■ DIRECTIVE:
All material below is to be reproduced exactly.

--- start of EXCERPTED DATA ---

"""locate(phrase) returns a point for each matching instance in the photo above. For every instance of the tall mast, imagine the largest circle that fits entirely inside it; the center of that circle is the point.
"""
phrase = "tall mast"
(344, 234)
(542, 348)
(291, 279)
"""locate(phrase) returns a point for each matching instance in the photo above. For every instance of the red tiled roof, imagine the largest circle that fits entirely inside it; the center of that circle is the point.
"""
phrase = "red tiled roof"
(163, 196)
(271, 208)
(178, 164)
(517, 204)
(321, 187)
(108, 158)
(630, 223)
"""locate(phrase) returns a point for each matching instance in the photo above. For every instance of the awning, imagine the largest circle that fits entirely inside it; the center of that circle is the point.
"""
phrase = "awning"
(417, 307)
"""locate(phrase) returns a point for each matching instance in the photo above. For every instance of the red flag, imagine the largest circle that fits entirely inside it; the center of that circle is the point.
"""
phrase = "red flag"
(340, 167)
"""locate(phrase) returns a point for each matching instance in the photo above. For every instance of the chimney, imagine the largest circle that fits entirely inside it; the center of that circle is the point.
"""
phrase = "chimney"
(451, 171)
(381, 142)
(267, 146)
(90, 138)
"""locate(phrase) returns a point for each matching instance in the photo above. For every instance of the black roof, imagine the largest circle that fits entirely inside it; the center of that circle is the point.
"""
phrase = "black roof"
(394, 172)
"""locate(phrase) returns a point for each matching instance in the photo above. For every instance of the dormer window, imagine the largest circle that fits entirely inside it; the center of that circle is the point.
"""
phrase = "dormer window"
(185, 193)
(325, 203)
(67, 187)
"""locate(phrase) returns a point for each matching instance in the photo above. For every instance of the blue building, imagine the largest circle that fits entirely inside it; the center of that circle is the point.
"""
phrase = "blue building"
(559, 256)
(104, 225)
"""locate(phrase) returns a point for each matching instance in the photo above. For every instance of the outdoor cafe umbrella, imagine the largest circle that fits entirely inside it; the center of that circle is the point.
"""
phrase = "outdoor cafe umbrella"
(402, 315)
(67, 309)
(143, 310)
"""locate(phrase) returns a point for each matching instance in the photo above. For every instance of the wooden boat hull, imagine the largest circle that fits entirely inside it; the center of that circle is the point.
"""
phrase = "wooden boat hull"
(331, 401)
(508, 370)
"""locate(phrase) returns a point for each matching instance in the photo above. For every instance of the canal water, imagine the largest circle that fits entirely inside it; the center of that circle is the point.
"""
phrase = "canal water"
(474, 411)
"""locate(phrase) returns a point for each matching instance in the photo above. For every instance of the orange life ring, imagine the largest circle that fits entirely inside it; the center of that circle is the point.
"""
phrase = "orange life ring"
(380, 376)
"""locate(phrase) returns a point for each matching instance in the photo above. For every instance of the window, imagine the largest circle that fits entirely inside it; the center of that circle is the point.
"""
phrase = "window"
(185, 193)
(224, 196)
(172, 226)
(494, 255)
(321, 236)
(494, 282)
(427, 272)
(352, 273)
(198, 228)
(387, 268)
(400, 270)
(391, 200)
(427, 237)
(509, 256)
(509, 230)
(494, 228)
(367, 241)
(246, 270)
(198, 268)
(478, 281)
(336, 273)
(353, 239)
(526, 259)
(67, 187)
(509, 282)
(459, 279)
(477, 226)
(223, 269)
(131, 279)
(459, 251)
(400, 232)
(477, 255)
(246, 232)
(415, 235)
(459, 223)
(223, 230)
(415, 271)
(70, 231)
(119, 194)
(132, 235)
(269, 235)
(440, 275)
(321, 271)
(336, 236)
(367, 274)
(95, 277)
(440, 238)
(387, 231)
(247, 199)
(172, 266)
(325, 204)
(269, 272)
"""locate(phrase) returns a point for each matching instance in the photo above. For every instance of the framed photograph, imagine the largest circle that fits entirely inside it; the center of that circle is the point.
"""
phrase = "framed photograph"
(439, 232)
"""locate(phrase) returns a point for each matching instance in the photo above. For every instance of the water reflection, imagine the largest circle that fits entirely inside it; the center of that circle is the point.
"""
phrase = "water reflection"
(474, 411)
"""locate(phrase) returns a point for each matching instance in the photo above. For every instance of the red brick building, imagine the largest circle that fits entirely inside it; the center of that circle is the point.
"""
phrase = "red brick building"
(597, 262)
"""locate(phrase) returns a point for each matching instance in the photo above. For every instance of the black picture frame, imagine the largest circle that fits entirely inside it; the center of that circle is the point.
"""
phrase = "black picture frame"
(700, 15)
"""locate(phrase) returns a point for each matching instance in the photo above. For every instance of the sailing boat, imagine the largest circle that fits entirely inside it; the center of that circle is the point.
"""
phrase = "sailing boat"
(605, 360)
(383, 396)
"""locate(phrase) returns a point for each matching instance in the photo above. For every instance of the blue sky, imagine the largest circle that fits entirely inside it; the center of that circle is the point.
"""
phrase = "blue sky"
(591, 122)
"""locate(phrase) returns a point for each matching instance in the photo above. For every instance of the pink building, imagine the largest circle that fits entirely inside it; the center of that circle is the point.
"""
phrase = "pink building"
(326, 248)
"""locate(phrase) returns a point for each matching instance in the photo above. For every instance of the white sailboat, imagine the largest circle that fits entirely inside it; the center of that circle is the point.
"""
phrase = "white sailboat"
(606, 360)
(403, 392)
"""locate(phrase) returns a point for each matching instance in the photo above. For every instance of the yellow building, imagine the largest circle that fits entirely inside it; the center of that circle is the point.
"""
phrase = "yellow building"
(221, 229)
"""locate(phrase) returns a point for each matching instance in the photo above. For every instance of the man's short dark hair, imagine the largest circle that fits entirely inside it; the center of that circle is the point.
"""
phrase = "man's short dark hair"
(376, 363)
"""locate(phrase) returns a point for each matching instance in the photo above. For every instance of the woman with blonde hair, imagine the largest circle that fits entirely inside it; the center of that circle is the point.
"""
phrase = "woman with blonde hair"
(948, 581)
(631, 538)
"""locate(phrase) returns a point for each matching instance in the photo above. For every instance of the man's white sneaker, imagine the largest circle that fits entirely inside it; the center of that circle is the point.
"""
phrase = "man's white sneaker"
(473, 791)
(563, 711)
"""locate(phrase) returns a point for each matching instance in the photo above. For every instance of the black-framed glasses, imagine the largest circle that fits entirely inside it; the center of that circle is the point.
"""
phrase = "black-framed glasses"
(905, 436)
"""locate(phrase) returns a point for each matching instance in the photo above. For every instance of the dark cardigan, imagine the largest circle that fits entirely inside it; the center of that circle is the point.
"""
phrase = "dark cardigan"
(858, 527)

--- end of EXCERPTED DATA ---

■ EXERCISE SOLUTION:
"""locate(phrase) returns a point for each matching instance in the photo above. For every instance of the tall mast, imagine the largest circle that fits entirely inside it; the center of that circle is the point.
"""
phrase = "tall mast"
(344, 234)
(542, 348)
(291, 279)
"""locate(phrase) returns a point for each matching instance in the photo above. For every instance of the red tiled roof, imagine the largest circle that fits entirely inside it; the center of that circle is the point.
"""
phrase = "red tiled roof"
(163, 196)
(271, 208)
(178, 164)
(517, 204)
(321, 187)
(108, 158)
(630, 223)
"""locate(phrase) returns a point for each matching instance in the photo above. For every instance of the awning, imagine the largest circle that fits entirely inside it; the center of that circle is the point.
"""
phrase = "awning"
(417, 307)
"""locate(phrase) returns a point for each matching instance in the photo above. For every instance of the red flag, imagine the largest circle that fits entirely inside it; the center of that circle is the point.
"""
phrase = "red flag"
(340, 167)
"""locate(phrase) returns a point for each matching instance in the photo above. For every instance of the chimney, imagine the largest circle that fits entirely inside it; the center of that circle is the point.
"""
phrase = "chimney"
(451, 171)
(381, 142)
(267, 146)
(90, 138)
"""locate(phrase) returns a point for each matching instance in the photo above. For every instance of the black roof, imagine the largest circle that fits entirely inside it; the center of that circle is the point.
"""
phrase = "black roof"
(394, 172)
"""locate(phrase) returns a point for each matching instance in the photo above. For every instance of the dormer window, imagine the largest circle that fits entirely inside it; the center of that circle is the point.
"""
phrase = "dormer window"
(185, 193)
(325, 203)
(67, 187)
"""locate(phrase) returns a point for each matching instance in the photo above. For every instance of the blue building, imagine the largest circle that fits entirely inside it; the center of that circle is the point.
"""
phrase = "blue building"
(559, 256)
(104, 225)
"""locate(phrase) returns a point for each matching instance in the photo above. For every instance of the outdoor cafe umbrella, imagine the largest circle that fits entirely inside it; the center of that circle is the point.
"""
phrase = "outdoor cafe umbrella"
(402, 315)
(67, 309)
(143, 310)
"""locate(phrase) returns a point for each matching instance in the photo above. For every instance of the wooden boat hull, imagine the largest circle that fits entirely inside it; the center of that circle is the point.
"""
phrase = "wooden boat hull"
(331, 401)
(508, 370)
"""locate(phrase) returns a point for each matching instance in the photo above. For every instance of the canal water, imagine the largest circle that fits entirely inside it; the center of that circle is the point.
"""
phrase = "canal water"
(474, 411)
"""locate(phrase) returns a point for each matching instance in the photo above. For every instance of the orange life ring, imagine the largest circle that fits entirely inside it; the center of that circle is the point.
"""
phrase = "orange life ring"
(380, 376)
"""locate(phrase) returns a point for each matching instance in the photo above. For every instance of the window, imagine the largest circle that fits entirely inside it; the center of that circle is the point.
"""
phrase = "window"
(185, 193)
(224, 196)
(172, 226)
(494, 255)
(321, 236)
(494, 282)
(427, 272)
(352, 273)
(198, 228)
(387, 268)
(400, 270)
(391, 200)
(427, 237)
(509, 256)
(509, 230)
(494, 228)
(367, 241)
(246, 270)
(198, 268)
(478, 281)
(336, 273)
(353, 239)
(526, 259)
(67, 187)
(509, 282)
(459, 279)
(477, 226)
(223, 269)
(131, 279)
(459, 251)
(400, 232)
(477, 255)
(246, 232)
(415, 235)
(459, 223)
(223, 230)
(415, 271)
(70, 231)
(119, 194)
(132, 235)
(269, 235)
(440, 275)
(321, 271)
(336, 236)
(367, 274)
(95, 277)
(440, 238)
(387, 231)
(247, 199)
(172, 266)
(325, 204)
(269, 272)
"""locate(phrase) returns a point for each matching instance in the photo above. For every instance of the framed photograph, imagine the largest circle that fits entirely inside it; the center of that circle is the point.
"""
phrase = "framed photograph"
(439, 232)
"""locate(phrase) returns a point for each matching instance in the photo above. For every instance of the water reflection, imagine the largest circle that fits entirely inside it; the center of that circle is the point.
"""
phrase = "water reflection"
(474, 411)
"""locate(phrase) returns a point for each matching instance in the photo above. For every instance of the red brick building, imagine the largest circle that fits entirely inside it; the center of that circle is the point.
"""
phrase = "red brick building"
(597, 262)
"""locate(phrase) returns a point for each matching instance in the photo above. For every instance of the black picture frame, imagine the largest circle that fits entirely inside it; the center of that circle is the point.
"""
phrase = "black picture frame"
(700, 15)
"""locate(phrase) returns a point for each matching instance in the photo above. For every instance of the sailing boat, imagine the largest circle that fits entirely inside it; the center of that circle is the point.
"""
phrase = "sailing boat"
(605, 360)
(383, 396)
"""locate(phrase) returns a point for each matching instance in the photo above. For every instance of the blue sky, imagine the largest circle that fits entirely inside it; the center of that circle is the point.
"""
phrase = "blue sky"
(591, 122)
"""locate(phrase) returns a point for each matching instance in the photo above. For every instance of the pink building, imagine the largest circle that fits entirely inside it; the center of that circle is the point.
"""
phrase = "pink building"
(326, 248)
"""locate(phrase) returns a point for each matching instance in the photo above. For every instance of the white sailboat, imagine the largest circle that fits entirely inside it; the center of that circle is the point.
"""
phrase = "white sailboat"
(606, 360)
(403, 392)
"""locate(phrase) returns a point for each matching instance in the photo above. For every instance of the yellow building, imagine the largest circle that fits entirely inside it; the center of that circle is the point.
"""
phrase = "yellow building"
(221, 229)
"""locate(phrase) returns a point for each matching instance in the photo above. For every instance of the man's short dark hair, imagine the largest circle that fits entirely inside it; the center of that circle is the point.
"""
phrase = "man's short dark hair"
(376, 363)
"""locate(phrase) returns a point for each matching instance in the photo above. For every instance of the woman with blonde hair, imagine the largest circle that fits entirely inside it; the center of that circle is the point.
"""
phrase = "woman with blonde hair"
(948, 581)
(631, 538)
"""locate(phrase) returns a point for each matching instance in the photo above. For every instance of the man's white sneaker, imagine the largest circle that fits entirely inside it; the center of that circle is the point.
"""
phrase = "man's white sneaker"
(473, 791)
(563, 711)
"""locate(phrase) returns a point for each matching instance in the photo above. For every instance of the black-framed glasses, imagine the largest circle that fits entirely inside it; the center of that circle is the point.
"""
phrase = "black-framed glasses"
(905, 436)
"""locate(phrase) returns a point for each matching instance in the photo above. For every instance of the dark cardigan, imagine the largest circle that fits entirely inside it; the center of that circle is the point.
"""
phrase = "dark cardigan"
(858, 527)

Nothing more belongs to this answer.